* start Input *

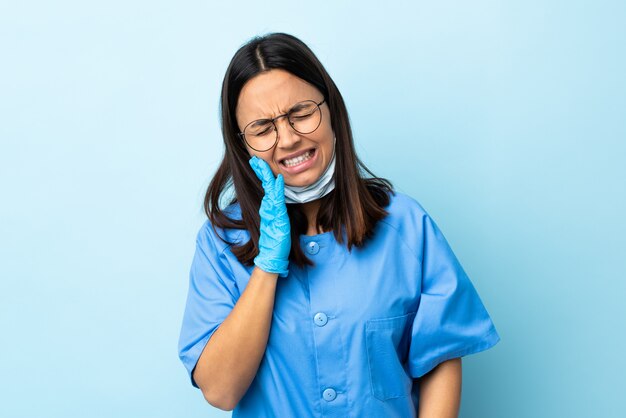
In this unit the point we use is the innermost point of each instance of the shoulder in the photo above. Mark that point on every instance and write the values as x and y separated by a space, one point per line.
403 208
406 222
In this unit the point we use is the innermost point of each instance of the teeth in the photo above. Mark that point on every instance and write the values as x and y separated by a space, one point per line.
295 161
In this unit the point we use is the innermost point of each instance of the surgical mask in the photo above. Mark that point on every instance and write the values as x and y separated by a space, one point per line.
320 188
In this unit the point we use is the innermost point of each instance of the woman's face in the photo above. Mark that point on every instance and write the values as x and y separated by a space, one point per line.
274 93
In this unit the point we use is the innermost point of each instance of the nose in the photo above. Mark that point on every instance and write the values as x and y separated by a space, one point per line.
287 136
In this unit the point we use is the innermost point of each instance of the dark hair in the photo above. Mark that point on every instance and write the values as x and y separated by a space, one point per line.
356 203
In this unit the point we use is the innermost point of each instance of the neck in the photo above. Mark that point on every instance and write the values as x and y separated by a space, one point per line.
310 210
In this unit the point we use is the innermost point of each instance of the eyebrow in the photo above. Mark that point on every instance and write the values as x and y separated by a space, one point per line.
295 106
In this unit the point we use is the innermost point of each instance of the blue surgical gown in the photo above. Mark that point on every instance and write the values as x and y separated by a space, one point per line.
348 335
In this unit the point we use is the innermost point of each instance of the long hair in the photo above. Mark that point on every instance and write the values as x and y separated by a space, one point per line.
356 203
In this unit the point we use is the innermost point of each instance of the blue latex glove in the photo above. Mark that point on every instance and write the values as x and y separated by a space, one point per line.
275 238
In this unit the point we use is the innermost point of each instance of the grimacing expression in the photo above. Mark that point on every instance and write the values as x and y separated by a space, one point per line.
300 158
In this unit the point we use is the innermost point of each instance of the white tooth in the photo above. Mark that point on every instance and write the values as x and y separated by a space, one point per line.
297 160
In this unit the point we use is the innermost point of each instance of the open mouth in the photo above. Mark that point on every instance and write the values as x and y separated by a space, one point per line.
305 156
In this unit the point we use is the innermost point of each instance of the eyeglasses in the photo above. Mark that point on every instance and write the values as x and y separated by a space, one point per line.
304 117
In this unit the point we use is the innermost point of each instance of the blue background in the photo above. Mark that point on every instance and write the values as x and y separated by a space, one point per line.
505 119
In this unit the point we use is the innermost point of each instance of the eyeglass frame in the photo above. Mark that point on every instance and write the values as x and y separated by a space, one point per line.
273 120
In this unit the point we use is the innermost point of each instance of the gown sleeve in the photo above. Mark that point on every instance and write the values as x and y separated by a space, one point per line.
451 320
211 297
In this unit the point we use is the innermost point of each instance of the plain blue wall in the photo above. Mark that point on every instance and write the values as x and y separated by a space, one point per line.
504 119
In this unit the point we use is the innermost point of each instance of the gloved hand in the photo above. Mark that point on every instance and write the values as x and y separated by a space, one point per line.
275 238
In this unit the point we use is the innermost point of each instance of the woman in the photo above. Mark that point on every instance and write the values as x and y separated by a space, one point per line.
318 291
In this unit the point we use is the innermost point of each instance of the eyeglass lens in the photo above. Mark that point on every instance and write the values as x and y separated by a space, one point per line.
304 118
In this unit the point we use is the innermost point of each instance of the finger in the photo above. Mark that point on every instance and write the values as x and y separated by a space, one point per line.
264 172
279 189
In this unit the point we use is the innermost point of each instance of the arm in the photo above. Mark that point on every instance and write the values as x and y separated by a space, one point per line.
440 391
231 358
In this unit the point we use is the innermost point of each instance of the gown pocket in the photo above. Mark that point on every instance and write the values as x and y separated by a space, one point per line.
387 341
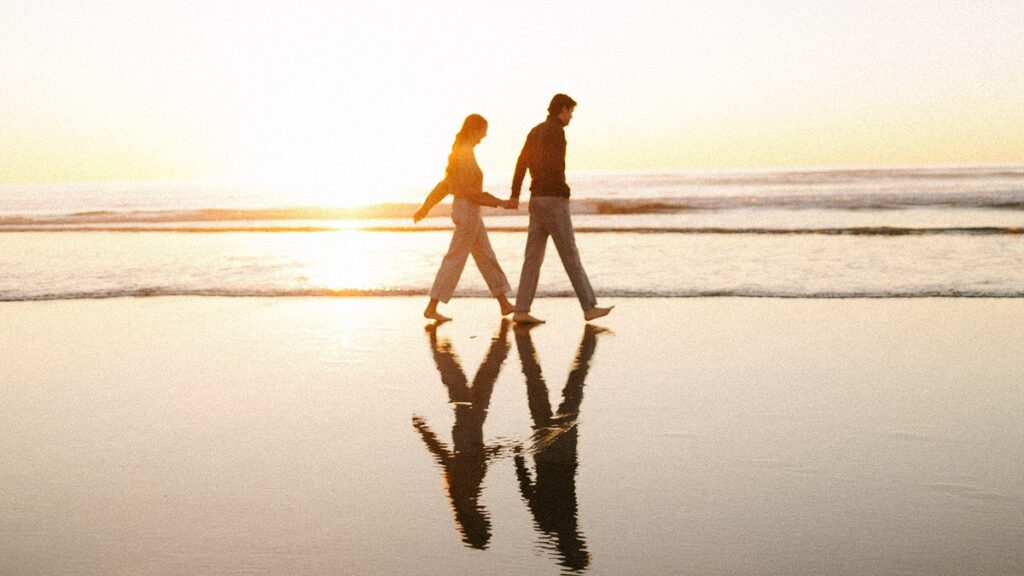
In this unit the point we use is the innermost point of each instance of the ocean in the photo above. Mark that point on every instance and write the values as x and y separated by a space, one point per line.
837 233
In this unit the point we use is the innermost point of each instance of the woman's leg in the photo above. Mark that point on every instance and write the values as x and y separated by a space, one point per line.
492 271
455 260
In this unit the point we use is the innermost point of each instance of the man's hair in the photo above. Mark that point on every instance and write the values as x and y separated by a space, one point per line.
560 101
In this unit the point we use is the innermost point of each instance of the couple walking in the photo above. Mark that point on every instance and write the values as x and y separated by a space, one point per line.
544 156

* end Input *

# Short problem:
Take the entries shown above and quote them verbatim, passing over the pictures.

# The response:
In this unit the point we use is the innermost point of each instance of the shoulder in the photo above. Mark that point on every instance and write the values as x and y separated by a space, one point per line.
403 208
406 222
In this unit the point we use is the innermost point of each instance of the teeth in the photo above. Mark that point on every instance and write the values as x and y separated by a space, one point per line.
295 161
In this unit the point we use is the innermost point of each instance of the surgical mask in the photo above. Mark that point on every instance and write the values as x and y separated by a space, one point per line.
320 188
In this unit the point we use is the innermost point of each instance of the woman's face in the photo above. Mark that point on every instance and write the values as x and y separated by a space, one point per line.
274 93
In this unit the point we use is the innermost point of each instance of the nose in the photo above. Mark that point on every instance and write the values as x and y separated by a space, one point per line.
287 136
In this unit the point we use is the innermost point of each instance of the dark hair in the photo above. Mark that point on every instance and write the values as x and y separated by a space, one point per line.
356 203
In this unit the point we use is the innermost point of each instance of the neck in the photo above. Mark that point on every instance and write the values as x and y separated by a space, one point per line.
310 210
In this unit the point we use is the innermost point of each instance of the eyebrow in the photo above. Mark that point on every instance and write the values as x and y separated by a space, one point per line.
295 106
In this unit the point we use is the innermost point of each instance of the blue surgical gown in the photo above. Mark that point on every instance and write the values as x and y separated by a space, one point per line.
348 335
In this unit the point we use is the innermost point of each instance of the long hair in the photo above. Mark that point on every instance and write the values as x and y separated by a space, one point per line.
356 203
In this unit the point we use is the innermost point of each instance of the blue latex glove in the photo above. Mark that point on every instance and write the values as x and y separated by a space, one point per line.
275 238
In this unit the point we use is the innermost point of each instance of the grimacing expression in the photo above. Mark that point on every instance and write the values as x and y separated by a space, one point per line.
300 158
In this unit the point we use is the innermost point of each instance of the white tooth in the photo above. Mark that point on every instance and write the values as x and y separated by a space, one point per line.
297 160
In this unit the point we use is the innermost point of each instance of the open mouth in the photo above. Mark that point on every instance and write the values as x and y separated by a space, one point per line.
305 156
In this unit the point we use is the innermost point of each instance of the eyeglasses in the photo above. Mark that point on every instance and write the values as x and y separated by a space, one point per line.
304 117
In this unit the point we use is the innermost point of each instance of the blue background in the photo above. Mark that point on every instance and write the values as x and y separated by a space, one point per line.
505 119
In this unit the point we use is the innermost point of each instance of the eyeglass frame in the photo above. Mark that point on every instance and write the values as x and y separated by a space, one point per line.
273 120
In this unit the point we use is the innermost point of each instance of the gown sleeve in the photo above. Mark that point on every instance and write the values as x and y separated by a space, one point per line.
451 320
211 297
In this unit the point we use is the innermost point of each instance of the plain blue wall in the photo above. Mark that point on every instance and write the values as x and y separated by a space, one point per line.
504 119
In this unit the point we use is the innermost point of each instance of the gloved hand in the photo above. Mark that point on every instance and write the values as x and y separated by a space, one point per line.
275 238
In this unit the point we use is the innermost point of each instance of the woman in the photo above. Mark that point on every instance and write the values as x and y separated by a space, one point per line.
318 291
In this unit the point we use is the innermost point of each instance of the eyeglass lens in the photo above. Mark that point on every instance and write the values as x and y separated by a space, one point per line.
304 118
In this unit the point we use is the innermost point of each instance of the finger in the photo above. Mark that point on every instance and write the values as x and y separated by a space, one point per line.
264 172
279 189
In this unit the point we use is the innermost point of each instance of the arm in the photo above. Mark that point on every instance and write the values as x and y separated by a space, one point per line.
440 391
231 358
In this unit the point we use is the innermost point of each instance of the gown pocket in the photo above. Mark that point on every instance and write the values as x and y separated by a space, one point per line.
387 341
In this unit the point we use is the innermost point of each instance of the ocean in the photo above. Mark that point on every instance and write the values as x and y separated by a space, one point per line.
837 233
In this unit the point we use is the innermost point of each instance of the woman's leg in the photo above. Mark that point on every instance and write the values as x and y separated by a space, one point per line.
492 271
455 260
In this unit the point we use is the innermost point of each instance of the man's hair in the photo above. Mark that point on every instance and write the values as x and y separated by a space, one point per line.
560 101
In this unit the point we use is the innermost point of each instance of the couple walking in the photo above. Mark that point on every instance and write the values as x and y separated by a space, one point per line.
544 156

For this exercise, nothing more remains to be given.